ABOUT THIS TASK:
Search the entries for the word "give". Copy every line where it turns up.

MATERIAL FOR THIS EXERCISE:
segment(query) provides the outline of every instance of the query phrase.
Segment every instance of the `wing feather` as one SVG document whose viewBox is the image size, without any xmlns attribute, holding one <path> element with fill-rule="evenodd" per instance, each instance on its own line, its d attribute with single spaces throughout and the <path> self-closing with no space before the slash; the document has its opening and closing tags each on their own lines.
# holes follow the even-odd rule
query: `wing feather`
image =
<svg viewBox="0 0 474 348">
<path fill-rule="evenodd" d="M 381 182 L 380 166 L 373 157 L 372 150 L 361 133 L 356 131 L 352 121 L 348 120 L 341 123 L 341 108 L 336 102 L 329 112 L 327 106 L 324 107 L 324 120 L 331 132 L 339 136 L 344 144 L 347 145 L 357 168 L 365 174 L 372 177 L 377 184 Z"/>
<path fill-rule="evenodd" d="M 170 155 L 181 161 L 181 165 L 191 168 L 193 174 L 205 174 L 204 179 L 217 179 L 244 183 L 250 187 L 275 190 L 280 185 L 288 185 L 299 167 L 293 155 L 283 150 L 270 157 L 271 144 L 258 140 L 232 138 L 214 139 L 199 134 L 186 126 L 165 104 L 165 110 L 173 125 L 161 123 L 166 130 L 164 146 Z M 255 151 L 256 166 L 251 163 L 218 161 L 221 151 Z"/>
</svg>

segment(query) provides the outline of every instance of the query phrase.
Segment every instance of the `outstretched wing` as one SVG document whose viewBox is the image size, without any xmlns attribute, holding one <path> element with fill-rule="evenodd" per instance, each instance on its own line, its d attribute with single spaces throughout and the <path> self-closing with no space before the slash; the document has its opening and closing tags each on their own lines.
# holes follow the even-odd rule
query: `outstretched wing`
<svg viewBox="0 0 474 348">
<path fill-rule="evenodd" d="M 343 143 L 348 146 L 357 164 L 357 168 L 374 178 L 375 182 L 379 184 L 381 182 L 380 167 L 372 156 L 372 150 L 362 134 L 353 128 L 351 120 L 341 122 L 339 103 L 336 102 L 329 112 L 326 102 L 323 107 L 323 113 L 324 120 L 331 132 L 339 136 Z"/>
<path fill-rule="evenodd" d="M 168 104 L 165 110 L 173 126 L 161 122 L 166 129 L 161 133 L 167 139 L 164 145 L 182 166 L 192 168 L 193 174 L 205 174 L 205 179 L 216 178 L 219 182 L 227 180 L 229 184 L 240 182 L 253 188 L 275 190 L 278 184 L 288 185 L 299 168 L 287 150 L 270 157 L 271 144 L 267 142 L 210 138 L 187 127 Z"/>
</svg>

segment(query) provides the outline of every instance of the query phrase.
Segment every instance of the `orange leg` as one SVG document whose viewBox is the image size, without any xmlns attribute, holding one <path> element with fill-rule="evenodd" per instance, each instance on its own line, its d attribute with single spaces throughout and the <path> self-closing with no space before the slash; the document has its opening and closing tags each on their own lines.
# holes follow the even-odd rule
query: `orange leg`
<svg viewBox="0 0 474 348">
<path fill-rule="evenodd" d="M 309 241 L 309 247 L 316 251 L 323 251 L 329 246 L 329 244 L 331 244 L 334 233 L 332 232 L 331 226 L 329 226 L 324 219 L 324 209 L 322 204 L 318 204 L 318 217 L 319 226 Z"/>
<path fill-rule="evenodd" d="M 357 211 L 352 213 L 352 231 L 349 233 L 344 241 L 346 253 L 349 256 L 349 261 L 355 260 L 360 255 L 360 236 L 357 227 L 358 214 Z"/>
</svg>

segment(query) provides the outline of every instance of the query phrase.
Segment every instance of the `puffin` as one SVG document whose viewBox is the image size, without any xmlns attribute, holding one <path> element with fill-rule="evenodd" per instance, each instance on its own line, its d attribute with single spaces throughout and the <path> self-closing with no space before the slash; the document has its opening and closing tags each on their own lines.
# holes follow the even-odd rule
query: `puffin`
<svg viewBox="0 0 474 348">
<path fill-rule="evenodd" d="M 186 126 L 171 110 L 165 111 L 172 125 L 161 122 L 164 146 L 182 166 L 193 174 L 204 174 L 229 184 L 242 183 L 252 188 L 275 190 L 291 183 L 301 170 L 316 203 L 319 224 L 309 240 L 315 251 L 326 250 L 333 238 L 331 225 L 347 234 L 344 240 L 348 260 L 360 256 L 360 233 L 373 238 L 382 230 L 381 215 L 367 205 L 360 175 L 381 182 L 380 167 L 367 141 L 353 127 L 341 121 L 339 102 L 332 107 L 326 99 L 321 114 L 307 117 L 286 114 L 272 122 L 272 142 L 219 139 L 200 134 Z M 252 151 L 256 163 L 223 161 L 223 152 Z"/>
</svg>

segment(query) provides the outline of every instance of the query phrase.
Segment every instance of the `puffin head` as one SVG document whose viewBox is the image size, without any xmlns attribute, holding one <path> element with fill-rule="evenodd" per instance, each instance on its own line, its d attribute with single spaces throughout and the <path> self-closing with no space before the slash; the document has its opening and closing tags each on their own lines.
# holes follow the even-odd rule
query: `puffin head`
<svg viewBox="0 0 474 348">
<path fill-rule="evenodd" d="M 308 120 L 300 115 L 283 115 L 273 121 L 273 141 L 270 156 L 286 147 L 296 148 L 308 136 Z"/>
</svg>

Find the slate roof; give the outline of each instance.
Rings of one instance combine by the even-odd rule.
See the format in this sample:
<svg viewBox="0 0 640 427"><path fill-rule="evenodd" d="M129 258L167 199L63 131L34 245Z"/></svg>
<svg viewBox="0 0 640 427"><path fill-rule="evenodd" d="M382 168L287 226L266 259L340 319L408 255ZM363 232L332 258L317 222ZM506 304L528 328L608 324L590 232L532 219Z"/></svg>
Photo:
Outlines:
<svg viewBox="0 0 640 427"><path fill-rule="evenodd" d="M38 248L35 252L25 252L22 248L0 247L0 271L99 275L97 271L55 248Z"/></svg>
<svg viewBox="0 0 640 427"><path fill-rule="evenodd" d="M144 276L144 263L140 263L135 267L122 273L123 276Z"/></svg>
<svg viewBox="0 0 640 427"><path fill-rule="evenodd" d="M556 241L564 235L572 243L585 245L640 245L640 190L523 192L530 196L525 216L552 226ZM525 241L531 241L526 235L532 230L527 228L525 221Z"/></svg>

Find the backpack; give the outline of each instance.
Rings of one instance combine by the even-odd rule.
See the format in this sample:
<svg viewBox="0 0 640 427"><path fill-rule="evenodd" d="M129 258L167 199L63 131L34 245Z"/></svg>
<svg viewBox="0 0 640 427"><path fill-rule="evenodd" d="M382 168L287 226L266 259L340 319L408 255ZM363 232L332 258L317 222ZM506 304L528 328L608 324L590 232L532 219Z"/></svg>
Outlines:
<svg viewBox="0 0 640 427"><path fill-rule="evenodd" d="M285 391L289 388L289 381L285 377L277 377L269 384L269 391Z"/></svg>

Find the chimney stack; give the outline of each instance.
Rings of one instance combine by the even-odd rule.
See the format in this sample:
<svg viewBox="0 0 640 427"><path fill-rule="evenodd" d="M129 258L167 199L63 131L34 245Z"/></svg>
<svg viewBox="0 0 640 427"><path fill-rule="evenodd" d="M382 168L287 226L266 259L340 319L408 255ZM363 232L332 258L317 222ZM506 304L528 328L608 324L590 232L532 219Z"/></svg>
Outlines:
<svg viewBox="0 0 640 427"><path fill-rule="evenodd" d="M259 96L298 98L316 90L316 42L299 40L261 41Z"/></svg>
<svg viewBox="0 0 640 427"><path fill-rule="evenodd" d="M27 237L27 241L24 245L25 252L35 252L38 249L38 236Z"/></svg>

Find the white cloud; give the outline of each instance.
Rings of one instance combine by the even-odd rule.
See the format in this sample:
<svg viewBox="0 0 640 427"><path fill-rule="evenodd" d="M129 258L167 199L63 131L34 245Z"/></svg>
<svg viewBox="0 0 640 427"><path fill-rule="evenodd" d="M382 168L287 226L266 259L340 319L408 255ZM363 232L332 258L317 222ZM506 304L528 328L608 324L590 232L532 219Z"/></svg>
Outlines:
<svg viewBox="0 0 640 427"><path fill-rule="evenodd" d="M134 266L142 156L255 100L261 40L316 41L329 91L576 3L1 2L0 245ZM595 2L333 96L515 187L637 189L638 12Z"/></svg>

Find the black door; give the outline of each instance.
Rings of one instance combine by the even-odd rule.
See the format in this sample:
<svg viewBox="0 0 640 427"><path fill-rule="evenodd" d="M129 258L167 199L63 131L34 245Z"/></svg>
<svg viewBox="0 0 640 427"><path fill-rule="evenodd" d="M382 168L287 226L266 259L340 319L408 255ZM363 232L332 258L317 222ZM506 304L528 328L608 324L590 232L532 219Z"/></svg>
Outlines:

ANSWER:
Find the slate roof; give the outline of each instance.
Find the backpack; give the outline of each instance.
Find the chimney stack; give the outline of each instance.
Find the white cloud; give the outline of each instance.
Find the black door; give the outline of each instance.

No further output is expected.